• EXERCISE BRIEF: Output every entry exactly as given.

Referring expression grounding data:
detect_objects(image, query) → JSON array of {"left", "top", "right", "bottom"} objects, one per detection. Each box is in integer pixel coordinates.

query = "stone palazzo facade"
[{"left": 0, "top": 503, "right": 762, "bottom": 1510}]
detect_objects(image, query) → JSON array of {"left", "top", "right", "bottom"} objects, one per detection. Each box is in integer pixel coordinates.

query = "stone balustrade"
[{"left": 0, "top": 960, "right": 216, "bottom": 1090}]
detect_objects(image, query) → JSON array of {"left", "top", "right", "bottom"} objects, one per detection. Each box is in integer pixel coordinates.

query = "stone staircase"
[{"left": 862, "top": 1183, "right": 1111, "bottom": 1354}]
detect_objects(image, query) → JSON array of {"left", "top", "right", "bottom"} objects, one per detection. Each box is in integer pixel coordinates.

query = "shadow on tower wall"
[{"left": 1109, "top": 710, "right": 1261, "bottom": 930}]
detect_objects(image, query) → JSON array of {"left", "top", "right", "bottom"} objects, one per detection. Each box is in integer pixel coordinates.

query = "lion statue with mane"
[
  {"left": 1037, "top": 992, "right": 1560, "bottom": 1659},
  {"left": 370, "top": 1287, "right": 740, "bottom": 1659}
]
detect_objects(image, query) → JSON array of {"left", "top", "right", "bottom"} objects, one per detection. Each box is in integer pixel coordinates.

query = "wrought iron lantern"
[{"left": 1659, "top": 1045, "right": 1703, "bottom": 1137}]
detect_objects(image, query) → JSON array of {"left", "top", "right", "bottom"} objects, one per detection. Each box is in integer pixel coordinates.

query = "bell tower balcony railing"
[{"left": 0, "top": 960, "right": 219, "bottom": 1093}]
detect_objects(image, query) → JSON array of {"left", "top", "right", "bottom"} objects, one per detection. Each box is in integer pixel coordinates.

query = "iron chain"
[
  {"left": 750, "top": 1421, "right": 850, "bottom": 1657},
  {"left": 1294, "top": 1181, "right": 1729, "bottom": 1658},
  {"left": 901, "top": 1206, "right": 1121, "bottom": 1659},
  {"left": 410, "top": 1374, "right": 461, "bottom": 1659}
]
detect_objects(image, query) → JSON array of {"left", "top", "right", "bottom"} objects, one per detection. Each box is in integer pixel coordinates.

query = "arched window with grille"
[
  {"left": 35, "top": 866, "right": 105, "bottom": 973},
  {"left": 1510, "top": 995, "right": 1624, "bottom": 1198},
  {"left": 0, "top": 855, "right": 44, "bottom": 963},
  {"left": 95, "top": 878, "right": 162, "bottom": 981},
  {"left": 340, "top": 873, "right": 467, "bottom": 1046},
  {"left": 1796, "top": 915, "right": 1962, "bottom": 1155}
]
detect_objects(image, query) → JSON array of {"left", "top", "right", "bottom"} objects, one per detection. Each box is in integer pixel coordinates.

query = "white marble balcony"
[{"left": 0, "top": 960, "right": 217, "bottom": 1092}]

• EXERCISE ANSWER:
detect_objects(image, query) → JSON array of {"left", "top", "right", "bottom"} objects, one per detection. Each box is in integer pixel coordinates.

query = "stone palazzo facade"
[{"left": 0, "top": 503, "right": 762, "bottom": 1510}]
detect_objects(image, query) → JSON array of {"left", "top", "right", "bottom"} objects, one per detection. Each box is in integer pixel coordinates.

query = "stone balustrade"
[{"left": 0, "top": 960, "right": 216, "bottom": 1090}]
detect_objects(image, query) → JSON array of {"left", "top", "right", "bottom"} objects, one per detection. Each box is in integer pixel coordinates.

query = "stone staircase"
[{"left": 862, "top": 1183, "right": 1111, "bottom": 1354}]
detect_objects(image, query) → JSON array of {"left", "top", "right", "bottom"} objects, one per detection. Each box is in integer pixel coordinates.

query = "shadow on tower wall"
[{"left": 1109, "top": 710, "right": 1261, "bottom": 930}]
detect_objects(image, query) → JSON array of {"left", "top", "right", "bottom"} objects, one per detection. Each box is in integer pixel coordinates.

query = "lion statue with mane"
[
  {"left": 1037, "top": 992, "right": 1560, "bottom": 1659},
  {"left": 370, "top": 1287, "right": 740, "bottom": 1659}
]
detect_objects(image, query) → JSON array of {"left", "top", "right", "bottom"} objects, one per detection. Each box is in integer pixel coordinates.

query = "wrought iron lantern"
[{"left": 1659, "top": 1045, "right": 1703, "bottom": 1137}]
detect_objects(image, query) → JSON array of {"left", "top", "right", "bottom"} objects, one per detection. Each box is in integer pixel coordinates.

query = "bell tower balcony railing"
[{"left": 0, "top": 960, "right": 219, "bottom": 1093}]
detect_objects(image, query) → JSON array of {"left", "top", "right", "bottom"} objects, one per detection. Each box is in integer pixel coordinates.

query = "iron chain"
[
  {"left": 750, "top": 1421, "right": 850, "bottom": 1657},
  {"left": 1294, "top": 1181, "right": 1729, "bottom": 1658},
  {"left": 901, "top": 1206, "right": 1121, "bottom": 1659},
  {"left": 410, "top": 1374, "right": 461, "bottom": 1659}
]
detect_objects(image, query) → JSON array of {"left", "top", "right", "bottom"} objects, one per detection. Each box is in integer pixel coordinates.

query = "arched window with grille"
[
  {"left": 35, "top": 866, "right": 105, "bottom": 973},
  {"left": 1510, "top": 995, "right": 1624, "bottom": 1198},
  {"left": 0, "top": 855, "right": 44, "bottom": 963},
  {"left": 95, "top": 878, "right": 162, "bottom": 981},
  {"left": 340, "top": 873, "right": 467, "bottom": 1046},
  {"left": 1796, "top": 915, "right": 1962, "bottom": 1155}
]
detect_objects(image, query) → JSON array of {"left", "top", "right", "bottom"} objects, one per detection. Each box is in integer pixel coordinates.

query = "white marble balcony"
[{"left": 0, "top": 960, "right": 217, "bottom": 1092}]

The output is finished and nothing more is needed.